▶ Problem A
Could you reproduce the comment about protecting your mental space word for word, from "You did right" up to and including "of your partner."?
▶ Problem B
Can you resume the comment about protecting your mental space, writing on from its final sentence?

▶ Page extract
I read you last post and my heart sank for you. The line
“I think he has an antenna when my defences are down” really resonated with me…
Some how our kids do know when to push when we are feeling weak. I can totally relate to the moment when the kids are asking you to do something and you have that inner moment of hesitation that says “don’t do it!” but then the mothering instinct kicks in and says “oh I need to take care of my “baby” (no matter how old they are). It is in that moment when I find myself taking a deep breath and saying to myself – “NO – I cannot compromise myself again- I must protect my mental space and health”. It is hard but it is during those times that I realize if I give all of myself up, there will be nothing left of me.
You did right by turning him down again. His manipulation of putting the words of ‘brain tumor’ out there are more evidence of his narcissism and lack of concern over your health or the health of your partner.

▶ Referring expression grounding data
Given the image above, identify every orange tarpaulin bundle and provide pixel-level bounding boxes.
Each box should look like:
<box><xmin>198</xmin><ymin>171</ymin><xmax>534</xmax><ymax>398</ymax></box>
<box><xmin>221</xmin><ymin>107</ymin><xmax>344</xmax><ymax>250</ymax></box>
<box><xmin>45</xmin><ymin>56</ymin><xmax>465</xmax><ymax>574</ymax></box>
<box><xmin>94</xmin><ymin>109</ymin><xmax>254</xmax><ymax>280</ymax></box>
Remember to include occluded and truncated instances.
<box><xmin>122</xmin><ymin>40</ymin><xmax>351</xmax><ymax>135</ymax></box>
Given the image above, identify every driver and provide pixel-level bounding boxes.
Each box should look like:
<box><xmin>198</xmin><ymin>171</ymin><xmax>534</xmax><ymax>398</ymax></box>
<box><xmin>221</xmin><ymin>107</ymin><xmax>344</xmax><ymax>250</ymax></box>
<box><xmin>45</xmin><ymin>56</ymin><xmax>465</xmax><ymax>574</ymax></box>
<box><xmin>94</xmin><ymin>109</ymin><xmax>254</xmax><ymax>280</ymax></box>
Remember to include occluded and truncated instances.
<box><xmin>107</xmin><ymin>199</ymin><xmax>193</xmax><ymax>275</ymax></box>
==
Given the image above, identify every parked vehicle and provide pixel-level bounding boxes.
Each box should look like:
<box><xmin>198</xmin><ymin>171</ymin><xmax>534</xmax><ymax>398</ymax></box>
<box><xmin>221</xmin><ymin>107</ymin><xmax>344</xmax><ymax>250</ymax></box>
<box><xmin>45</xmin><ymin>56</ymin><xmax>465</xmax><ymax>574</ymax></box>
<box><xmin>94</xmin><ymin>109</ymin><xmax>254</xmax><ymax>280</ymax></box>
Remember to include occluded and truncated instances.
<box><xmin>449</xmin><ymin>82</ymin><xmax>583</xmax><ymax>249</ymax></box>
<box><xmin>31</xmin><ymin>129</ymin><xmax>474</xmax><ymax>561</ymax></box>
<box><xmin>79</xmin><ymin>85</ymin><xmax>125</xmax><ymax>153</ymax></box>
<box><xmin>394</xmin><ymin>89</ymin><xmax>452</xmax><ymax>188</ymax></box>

▶ Written response A
You did right by turning him down again. His manipulation of putting the words of ‘brain tumor’ out there are more evidence of his narcissism and lack of concern over your health or the health of your partner.

▶ Written response B
I am not in a postion to advise, but if I could I would suggest not to beat yourself up. Your actions came from a loving place (even though they are not in your best interest). Sometimes being “selfish” is the best course of action and certainly is in the face of the addictions that will take and take and take until you are literally and /or figuratively dead.
Live. Protect yourself. You have done all you can. You are not responsible for your CG anymore. He is grown and his problems he has created are his own.
As a mom is is super hard to do that, but your self preservation is at stake. Live for yourself. Life is so short.